### Source text
X = Matrices.solve2r(A,B); X = Matrices.solve2r(A, B, transA=false, isTriangular=false);
This function call returns the solution X of the linear system of equations
X*op(A) = B
with
op(A) = transpose((A)) if transA==true op(A) = (A) if transA==false
If matrix (A) is already lower triangular, the factorization is avoided if input "isTriangular" is set true. If a unique solution X does not exist (since A is singular), an exception is raised.
The solution is computed with the LAPACK function "dgesv", i.e., by Gaussian elemination with partial pivoting.
Real A[3,3] = [1,2,3;
3,4,5;
2,1,4];
Real B[2,3] = [10, 22, 12;
20, 44, 24];
Real X[2,3];
algorithm
X := Matrices.solve2r(A, B); /* X = [-34.0, 17.2, 2.4;
-68.0, 34.4, 4.8] */
Matrices.LU, Matrices.LU_solve2
function solve2r extends Modelica.Icons.Function; import Modelica; import Modelica_LinearSystems2; import Modelica_LinearSystems2.Math.Matrices.LAPACK; input Real A[:, size(A, 1)] "Matrix A of X*op(A) = B"; input Real B[:, size(A, 1)] "Matrix B of X*op(A) = B"; input Boolean transA = false "True if op(A)=A', false if op(A)=A"; input Boolean isTriangular = false "True if the A is already lower triangular"; output Real X[size(B, 1), size(B, 2)] = B "Matrix X such that X*op(A) = B"; output Integer info; end solve2r;

### Given problem 1
Repeat the passage of the solve2r documentation from "X = Matrices.solve2r(A,B);" to "with partial pivoting." word for word.

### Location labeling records
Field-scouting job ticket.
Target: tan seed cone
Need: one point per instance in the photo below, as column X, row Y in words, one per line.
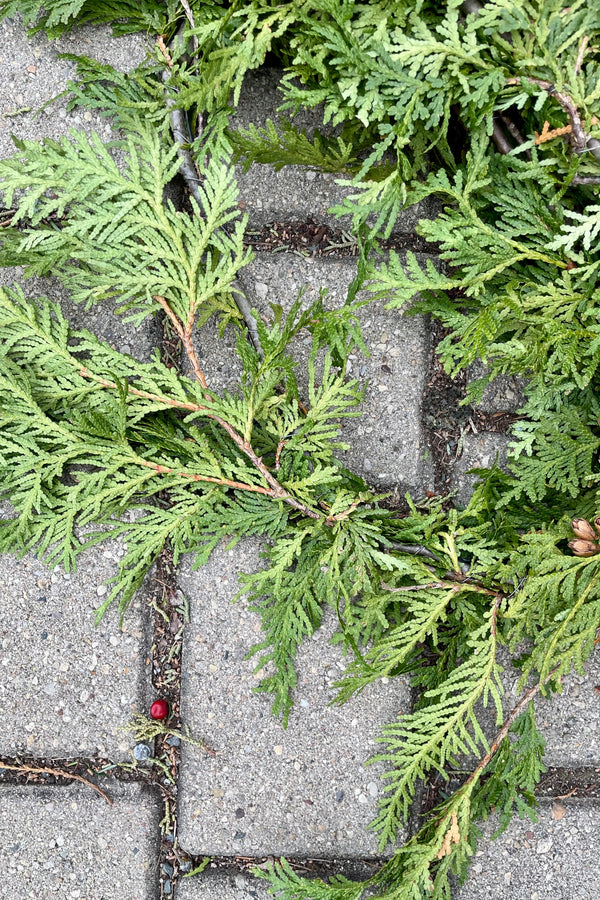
column 584, row 548
column 583, row 529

### Given problem 2
Reproduce the location labeling listing above line for line, omitting the pictures.

### Task answer 1
X = Matrices.solve2r(A,B); X = Matrices.solve2r(A, B, transA=false, isTriangular=false);
This function call returns the solution X of the linear system of equations
X*op(A) = B
with
op(A) = transpose((A)) if transA==true op(A) = (A) if transA==false
If matrix (A) is already lower triangular, the factorization is avoided if input "isTriangular" is set true. If a unique solution X does not exist (since A is singular), an exception is raised.
The solution is computed with the LAPACK function "dgesv", i.e., by Gaussian elemination with partial pivoting.

### Task answer 2
Field-scouting job ticket.
Target: tan seed cone
Need: one point per instance in the photo below, as column X, row Y in words, one per line.
column 584, row 548
column 583, row 529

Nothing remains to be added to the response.